ページ抜粋:
このような混合系に代えて、カルボキシル基及びその塩の少なくとも一方を有するモノマー単位、アミド結合を有するモノマー単位及びエーテル結合を有するモノマー単位からなる共重合体を用いてもよい。
親水性塗膜における親水性樹脂の含有量は、乾燥状態で65.0〜94.80重量%である。65.0重量%未満では親水性が十分に得られ難く、94.80重量%を越えると
抗菌防黴性及び耐臭気性を満足することができない。
【0027】
まずは、親水性樹脂が、樹脂(a1)、樹脂(a2)及び樹脂(a3)を混合系である場合について説明する。
上記樹脂(a1)としては、エチレン性不飽和二重結合を有するカルボキシル基を含む単量体を重合させた重合体であって、カルボキシル基及びその塩の少なくとも一方を有するものを用いることができる。このような樹脂(a1)としては、単量体として、アクリル酸系モノマー、メタクリル酸系モノマー、イタコン酸系モノマー、マレイン酸系モノマー及びフマル酸系モノマー等をラジカル重合させた重合体、ならびに、これらの単量体と、他のエチレン性不飽和モノマーをラジカル重合させた共重合体を用いることができる。
【0028】
前記エチレン性不飽和二重結合を有するカルボキシル基を含む単量体は特に限定されるものではないが、アクリル酸エステル類(アクリル酸メチル、アクリル酸エチル、アクリル酸イソプロピル、アクリル酸nブチル、アクリル酸2エチルへキシル、アクリル酸デシル、アクリル酸イソオクチル、アクリル酸2エチルブチル、アクリル酸オクチル、アクリル酸メトキシエチル、アクリル酸エトキシエチル、アクリル酸3エトキシプロピル等);メタクリル酸エステル類(メタクリル酸メチル、メタクリル酸エチル、メタクリル酸イソプロピル、メタクリル酸ブチル、メタクリル酸イソブチル、メタクリル酸nへキシル、メタクリル酸ラウリル、メタクリル酸デシルオクチル、メタクリル酸ステアリル、メタクリル酸2メチルへキシル、メタクリル酸3メトキシブチル等)等を好適に用いることができる。

抽出データ:

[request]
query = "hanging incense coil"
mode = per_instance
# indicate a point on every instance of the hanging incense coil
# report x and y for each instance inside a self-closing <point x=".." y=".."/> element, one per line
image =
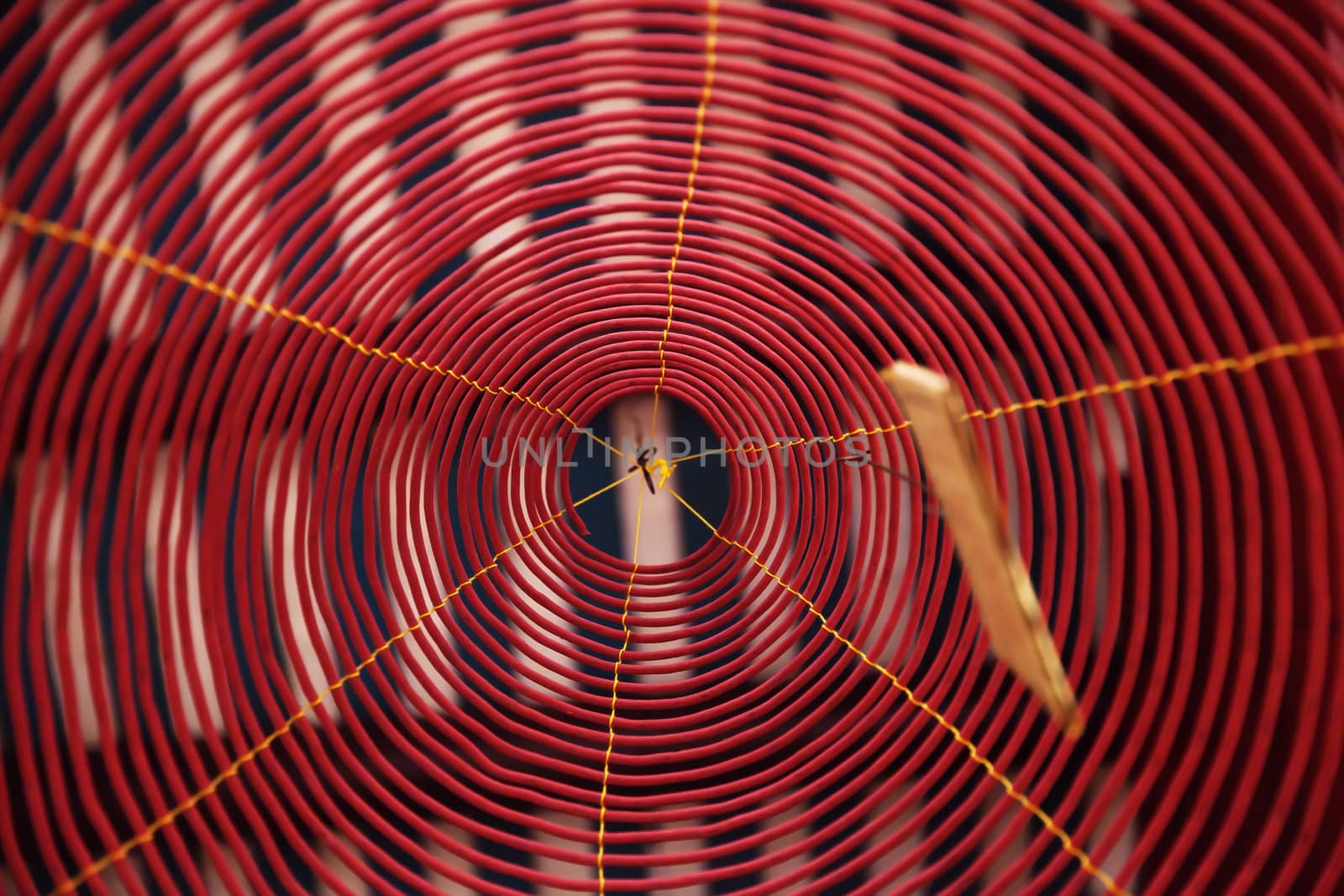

課題 1:
抜粋によると、親水性塗膜における親水性樹脂の含有量は、乾燥状態で何重量%ですか。
課題 2:
抜粋のうち「このような混合系に代えて、カ」から「である場合について説明する。」までの部分を、一字も変えずに引用してください。
資料は抜粋とは別個のものです。

解答全文 1:
65.0〜94.80重量%です。

解答全文 2:
このような混合系に代えて、カルボキシル基及びその塩の少なくとも一方を有するモノマー単位、アミド結合を有するモノマー単位及びエーテル結合を有するモノマー単位からなる共重合体を用いてもよい。
親水性塗膜における親水性樹脂の含有量は、乾燥状態で65.0〜94.80重量%である。65.0重量%未満では親水性が十分に得られ難く、94.80重量%を越えると
抗菌防黴性及び耐臭気性を満足することができない。
【0027】
まずは、親水性樹脂が、樹脂(a1)、樹脂(a2)及び樹脂(a3)を混合系である場合について説明する。